> [Work to be completed]: Could you replace "rough mask" with "coarse mask" in the listing lines running from its first line through the line containing "positive clicks: (609, 499) (644, 496)", and return only those lines with everything else unchanged?

> [Source data]:
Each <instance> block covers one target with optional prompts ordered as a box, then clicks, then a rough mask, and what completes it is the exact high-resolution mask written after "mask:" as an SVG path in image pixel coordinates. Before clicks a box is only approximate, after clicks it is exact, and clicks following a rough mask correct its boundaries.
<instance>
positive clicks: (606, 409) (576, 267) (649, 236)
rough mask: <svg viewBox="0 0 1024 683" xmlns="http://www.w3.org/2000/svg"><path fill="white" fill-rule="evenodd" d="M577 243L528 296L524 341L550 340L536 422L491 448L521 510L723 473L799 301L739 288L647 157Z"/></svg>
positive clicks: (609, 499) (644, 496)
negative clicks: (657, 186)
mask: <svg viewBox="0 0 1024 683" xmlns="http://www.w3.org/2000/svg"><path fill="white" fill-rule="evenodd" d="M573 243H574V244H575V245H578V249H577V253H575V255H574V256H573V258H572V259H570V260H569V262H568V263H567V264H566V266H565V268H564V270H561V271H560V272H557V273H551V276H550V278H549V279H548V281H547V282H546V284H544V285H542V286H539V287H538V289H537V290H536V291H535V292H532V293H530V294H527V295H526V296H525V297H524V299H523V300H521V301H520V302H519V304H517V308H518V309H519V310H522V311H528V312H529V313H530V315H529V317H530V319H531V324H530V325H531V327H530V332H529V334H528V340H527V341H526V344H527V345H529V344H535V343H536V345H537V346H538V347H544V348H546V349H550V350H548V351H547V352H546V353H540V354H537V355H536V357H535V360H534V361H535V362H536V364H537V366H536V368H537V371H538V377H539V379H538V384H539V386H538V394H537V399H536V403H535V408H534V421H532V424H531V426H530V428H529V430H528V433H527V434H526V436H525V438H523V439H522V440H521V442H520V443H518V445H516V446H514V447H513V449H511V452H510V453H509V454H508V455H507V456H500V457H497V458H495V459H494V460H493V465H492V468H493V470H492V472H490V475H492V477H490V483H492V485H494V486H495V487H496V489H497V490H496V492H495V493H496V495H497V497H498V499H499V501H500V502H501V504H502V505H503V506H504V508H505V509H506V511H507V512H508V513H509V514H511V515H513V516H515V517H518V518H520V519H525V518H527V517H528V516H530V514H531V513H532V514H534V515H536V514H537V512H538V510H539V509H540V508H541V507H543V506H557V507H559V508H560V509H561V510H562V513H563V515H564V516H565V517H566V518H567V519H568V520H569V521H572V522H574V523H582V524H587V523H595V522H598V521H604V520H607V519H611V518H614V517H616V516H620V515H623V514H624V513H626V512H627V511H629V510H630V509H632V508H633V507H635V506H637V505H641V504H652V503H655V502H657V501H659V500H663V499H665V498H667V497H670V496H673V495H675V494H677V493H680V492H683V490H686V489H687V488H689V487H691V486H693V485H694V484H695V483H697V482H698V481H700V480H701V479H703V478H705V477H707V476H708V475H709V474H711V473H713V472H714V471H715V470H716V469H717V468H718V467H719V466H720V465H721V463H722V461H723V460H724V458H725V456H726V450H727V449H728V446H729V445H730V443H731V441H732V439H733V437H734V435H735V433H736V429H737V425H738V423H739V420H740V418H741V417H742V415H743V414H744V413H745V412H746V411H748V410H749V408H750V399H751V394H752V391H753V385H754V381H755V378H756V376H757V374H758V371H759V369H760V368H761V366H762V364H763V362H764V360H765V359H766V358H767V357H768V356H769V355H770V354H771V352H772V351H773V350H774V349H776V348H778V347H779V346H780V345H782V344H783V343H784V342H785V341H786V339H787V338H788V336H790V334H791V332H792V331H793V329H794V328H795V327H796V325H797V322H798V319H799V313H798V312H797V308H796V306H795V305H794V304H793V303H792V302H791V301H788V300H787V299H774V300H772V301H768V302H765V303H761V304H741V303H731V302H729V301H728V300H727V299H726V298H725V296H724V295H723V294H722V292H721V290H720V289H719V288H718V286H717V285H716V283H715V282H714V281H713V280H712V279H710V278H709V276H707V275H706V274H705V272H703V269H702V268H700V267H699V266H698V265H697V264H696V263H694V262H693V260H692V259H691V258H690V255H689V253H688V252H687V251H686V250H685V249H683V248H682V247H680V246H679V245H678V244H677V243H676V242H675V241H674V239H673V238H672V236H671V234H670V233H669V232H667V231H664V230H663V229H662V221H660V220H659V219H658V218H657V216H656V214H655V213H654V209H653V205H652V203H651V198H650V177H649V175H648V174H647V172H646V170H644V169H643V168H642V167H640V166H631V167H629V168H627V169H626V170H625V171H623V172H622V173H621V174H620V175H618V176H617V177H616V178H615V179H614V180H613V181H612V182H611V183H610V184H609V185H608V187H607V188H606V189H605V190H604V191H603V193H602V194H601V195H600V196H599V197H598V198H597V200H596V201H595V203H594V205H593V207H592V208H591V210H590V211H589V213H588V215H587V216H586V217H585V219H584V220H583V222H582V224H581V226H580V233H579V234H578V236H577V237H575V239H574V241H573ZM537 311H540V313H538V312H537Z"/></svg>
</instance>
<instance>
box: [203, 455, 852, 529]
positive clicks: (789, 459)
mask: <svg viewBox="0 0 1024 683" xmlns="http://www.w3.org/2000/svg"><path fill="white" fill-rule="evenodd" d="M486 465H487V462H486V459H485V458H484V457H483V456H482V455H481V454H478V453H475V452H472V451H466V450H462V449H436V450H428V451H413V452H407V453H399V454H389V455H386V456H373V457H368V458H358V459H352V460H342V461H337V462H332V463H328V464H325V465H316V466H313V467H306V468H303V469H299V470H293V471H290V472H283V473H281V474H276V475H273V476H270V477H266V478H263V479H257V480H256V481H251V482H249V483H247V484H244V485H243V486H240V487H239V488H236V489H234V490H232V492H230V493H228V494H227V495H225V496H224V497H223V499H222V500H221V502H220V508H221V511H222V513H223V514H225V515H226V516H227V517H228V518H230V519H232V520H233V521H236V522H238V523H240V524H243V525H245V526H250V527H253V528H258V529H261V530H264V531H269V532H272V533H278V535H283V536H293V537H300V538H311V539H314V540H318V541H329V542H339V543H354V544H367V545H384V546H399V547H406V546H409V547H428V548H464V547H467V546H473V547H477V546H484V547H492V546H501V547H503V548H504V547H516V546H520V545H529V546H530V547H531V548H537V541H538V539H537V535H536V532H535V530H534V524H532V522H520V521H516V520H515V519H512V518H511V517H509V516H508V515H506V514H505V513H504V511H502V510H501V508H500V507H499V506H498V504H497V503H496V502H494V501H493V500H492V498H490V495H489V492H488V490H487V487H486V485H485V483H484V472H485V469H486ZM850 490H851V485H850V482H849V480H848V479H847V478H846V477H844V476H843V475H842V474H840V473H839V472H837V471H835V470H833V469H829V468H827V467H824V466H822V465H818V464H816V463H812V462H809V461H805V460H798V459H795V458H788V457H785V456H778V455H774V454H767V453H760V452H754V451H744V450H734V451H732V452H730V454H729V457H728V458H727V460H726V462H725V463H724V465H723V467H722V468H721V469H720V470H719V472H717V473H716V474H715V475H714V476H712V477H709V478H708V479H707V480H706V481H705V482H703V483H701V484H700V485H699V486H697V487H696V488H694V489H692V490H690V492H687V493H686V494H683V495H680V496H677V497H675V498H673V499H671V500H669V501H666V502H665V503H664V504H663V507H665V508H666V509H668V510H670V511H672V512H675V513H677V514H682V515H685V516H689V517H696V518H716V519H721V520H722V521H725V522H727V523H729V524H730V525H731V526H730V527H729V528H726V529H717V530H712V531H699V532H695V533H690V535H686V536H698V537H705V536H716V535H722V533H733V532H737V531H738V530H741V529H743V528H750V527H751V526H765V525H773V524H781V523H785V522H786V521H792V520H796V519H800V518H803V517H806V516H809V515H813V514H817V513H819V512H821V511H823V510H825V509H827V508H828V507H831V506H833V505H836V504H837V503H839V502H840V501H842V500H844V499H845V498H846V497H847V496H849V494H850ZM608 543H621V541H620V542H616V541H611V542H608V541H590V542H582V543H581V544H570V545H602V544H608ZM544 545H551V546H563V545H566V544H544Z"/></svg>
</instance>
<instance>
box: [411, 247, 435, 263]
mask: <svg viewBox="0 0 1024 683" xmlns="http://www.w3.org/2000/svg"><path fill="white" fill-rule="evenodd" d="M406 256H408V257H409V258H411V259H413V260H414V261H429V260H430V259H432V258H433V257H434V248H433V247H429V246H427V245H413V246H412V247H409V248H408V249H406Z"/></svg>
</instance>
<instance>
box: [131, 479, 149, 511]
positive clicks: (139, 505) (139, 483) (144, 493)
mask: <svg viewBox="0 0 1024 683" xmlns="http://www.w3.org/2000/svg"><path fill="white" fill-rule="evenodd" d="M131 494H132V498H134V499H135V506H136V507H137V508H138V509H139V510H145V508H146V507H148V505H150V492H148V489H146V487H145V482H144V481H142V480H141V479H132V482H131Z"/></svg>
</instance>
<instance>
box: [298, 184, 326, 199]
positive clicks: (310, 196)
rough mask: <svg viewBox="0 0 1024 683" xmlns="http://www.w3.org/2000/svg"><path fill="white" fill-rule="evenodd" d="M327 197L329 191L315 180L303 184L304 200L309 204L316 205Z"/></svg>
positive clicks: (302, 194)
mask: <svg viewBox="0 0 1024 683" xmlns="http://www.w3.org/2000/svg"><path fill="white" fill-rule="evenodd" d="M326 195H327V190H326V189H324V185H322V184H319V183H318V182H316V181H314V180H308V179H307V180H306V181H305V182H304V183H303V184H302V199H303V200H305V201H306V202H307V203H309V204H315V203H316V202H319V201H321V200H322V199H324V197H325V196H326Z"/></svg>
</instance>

> [Response area]:
Each <instance> block covers one target with optional prompts ordered as a box, then clicks, then a coarse mask, and what completes it is the exact high-resolution mask written after "mask:" as an SVG path in image pixel coordinates. Before clicks a box is only approximate, after clicks it is exact, and clicks following a coarse mask correct its boundaries.
<instance>
positive clicks: (606, 409) (576, 267) (649, 236)
coarse mask: <svg viewBox="0 0 1024 683" xmlns="http://www.w3.org/2000/svg"><path fill="white" fill-rule="evenodd" d="M577 243L528 296L524 341L550 340L536 422L491 448L521 510L723 473L799 301L739 288L647 157Z"/></svg>
positive clicks: (609, 499) (644, 496)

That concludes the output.